- [Excerpt to read]:
::::::::

Q-matrix and variational autoencoders to estimate multidimensional item response theory models with correlated and independent latent variables

VAE Result Continue…

Mahbubul Hasan

11/18/2021

Research Questions

How to use variational autoencoder, in the estimation of MIRT models with large numbers of correlated and independent latent traits?

How are the effects of various factors such as percentage of misfit items in the test, and item quality (item discrimination) on item and model fit in case of misspecification of Q-matrix?

## Data

Two small sizes:
6-traits, 35 items and 10,000 students
6 traits, 40 items and 18000 students
Two large sample sizes
6 traits and 50 items and 25,000 students
20 traits 200 items and 60,000 students
One real data
Reading Inventory and Scholastic Evaluation(RISE): 3 traits, 32 items and 4100 students

Data

ML2Pvae(Variational Autoencoder Models for IRT Parameter Estimation) R package(simulated)

Discrimination: \([0.25, 1.75]\), difficulty paramters:\([−3, 3]\), Q-matrix:\(Bern(0.2)\). sampled uniformly.

Probabilities for each student answering each question correctly were calculated with the ML2P model(McKinley and Reckase,1980).

Method

Q-matrix Misspecification (Table 1: Correctly specified Q matrix, misspecified Q matrix, and misfit items. For instance, if i use 200 items when 20% misfit= 40 items and when 40% misfit= 80 items(This example from Sunbul et. al. 2018 for 15 items)

Research Model

(Research model: 1. low-high dimensional data from population, 2. VAE architecture, 3. synthesize data., 4. incorporate q-matrix,5. model parameter estimation)

What is latent variable?

::::::::

- [Dataset content]:
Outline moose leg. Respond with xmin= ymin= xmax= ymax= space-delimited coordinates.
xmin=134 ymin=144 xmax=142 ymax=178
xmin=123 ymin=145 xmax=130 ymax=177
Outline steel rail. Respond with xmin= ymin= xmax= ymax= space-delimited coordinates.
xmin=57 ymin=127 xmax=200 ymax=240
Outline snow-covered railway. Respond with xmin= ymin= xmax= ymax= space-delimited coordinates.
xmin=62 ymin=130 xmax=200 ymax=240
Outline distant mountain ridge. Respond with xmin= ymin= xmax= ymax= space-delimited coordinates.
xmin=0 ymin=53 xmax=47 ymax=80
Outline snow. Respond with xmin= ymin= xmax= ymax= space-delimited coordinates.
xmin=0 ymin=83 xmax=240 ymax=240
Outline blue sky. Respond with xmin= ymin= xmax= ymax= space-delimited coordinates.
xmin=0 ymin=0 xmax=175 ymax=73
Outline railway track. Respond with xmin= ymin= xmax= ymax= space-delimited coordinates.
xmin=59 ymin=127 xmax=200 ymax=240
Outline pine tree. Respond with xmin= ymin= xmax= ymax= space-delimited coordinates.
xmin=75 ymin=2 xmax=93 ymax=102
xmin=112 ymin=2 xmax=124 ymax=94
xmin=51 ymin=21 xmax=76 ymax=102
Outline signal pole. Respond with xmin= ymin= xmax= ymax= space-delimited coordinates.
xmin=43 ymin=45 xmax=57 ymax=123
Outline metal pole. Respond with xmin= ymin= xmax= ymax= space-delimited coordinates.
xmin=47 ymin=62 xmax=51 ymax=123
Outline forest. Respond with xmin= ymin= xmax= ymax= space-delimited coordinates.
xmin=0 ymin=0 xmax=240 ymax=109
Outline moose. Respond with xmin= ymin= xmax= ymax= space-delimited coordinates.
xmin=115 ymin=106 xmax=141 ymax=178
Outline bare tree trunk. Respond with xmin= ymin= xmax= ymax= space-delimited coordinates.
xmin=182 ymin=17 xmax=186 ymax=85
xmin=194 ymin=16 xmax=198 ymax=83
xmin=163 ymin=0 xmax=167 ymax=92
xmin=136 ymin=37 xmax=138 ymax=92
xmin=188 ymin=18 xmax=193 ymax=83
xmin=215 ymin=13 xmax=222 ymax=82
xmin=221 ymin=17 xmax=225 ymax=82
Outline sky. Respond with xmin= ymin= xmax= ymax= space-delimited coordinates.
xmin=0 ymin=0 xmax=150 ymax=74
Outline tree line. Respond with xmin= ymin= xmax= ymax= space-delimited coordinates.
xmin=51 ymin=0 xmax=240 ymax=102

::::::::

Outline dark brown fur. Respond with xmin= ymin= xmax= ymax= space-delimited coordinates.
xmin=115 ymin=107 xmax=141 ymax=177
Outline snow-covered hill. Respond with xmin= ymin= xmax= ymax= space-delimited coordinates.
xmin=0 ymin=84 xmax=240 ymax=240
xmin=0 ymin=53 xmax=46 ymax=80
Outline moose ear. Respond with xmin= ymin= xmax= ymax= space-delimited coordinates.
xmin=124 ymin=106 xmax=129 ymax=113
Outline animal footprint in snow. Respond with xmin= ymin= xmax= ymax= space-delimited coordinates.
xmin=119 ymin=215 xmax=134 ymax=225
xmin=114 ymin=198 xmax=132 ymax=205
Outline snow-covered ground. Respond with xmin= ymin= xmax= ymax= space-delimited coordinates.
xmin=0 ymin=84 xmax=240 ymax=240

::::::::

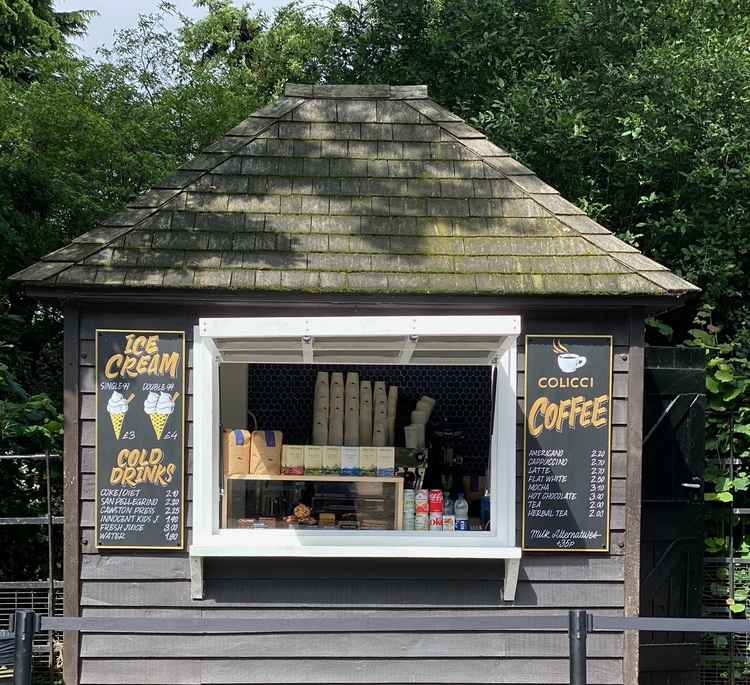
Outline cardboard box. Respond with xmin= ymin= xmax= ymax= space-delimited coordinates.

::::::::

- [Exercise brief]: Repeat, word for word, the portion of the text on variational autoencoders for MIRT estimation starting with "ML2Pvae(Variational Autoencoder Models" and going on through "model parameter estimation)". The listing has no connection to the text on variational autoencoders for MIRT estimation.

- [Task result]:
ML2Pvae(Variational Autoencoder Models for IRT Parameter Estimation) R package(simulated)

Discrimination: \([0.25, 1.75]\), difficulty paramters:\([−3, 3]\), Q-matrix:\(Bern(0.2)\). sampled uniformly.

Probabilities for each student answering each question correctly were calculated with the ML2P model(McKinley and Reckase,1980).

Method

Q-matrix Misspecification (Table 1: Correctly specified Q matrix, misspecified Q matrix, and misfit items. For instance, if i use 200 items when 20% misfit= 40 items and when 40% misfit= 80 items(This example from Sunbul et. al. 2018 for 15 items)

Research Model

(Research model: 1. low-high dimensional data from population, 2. VAE architecture, 3. synthesize data., 4. incorporate q-matrix,5. model parameter estimation)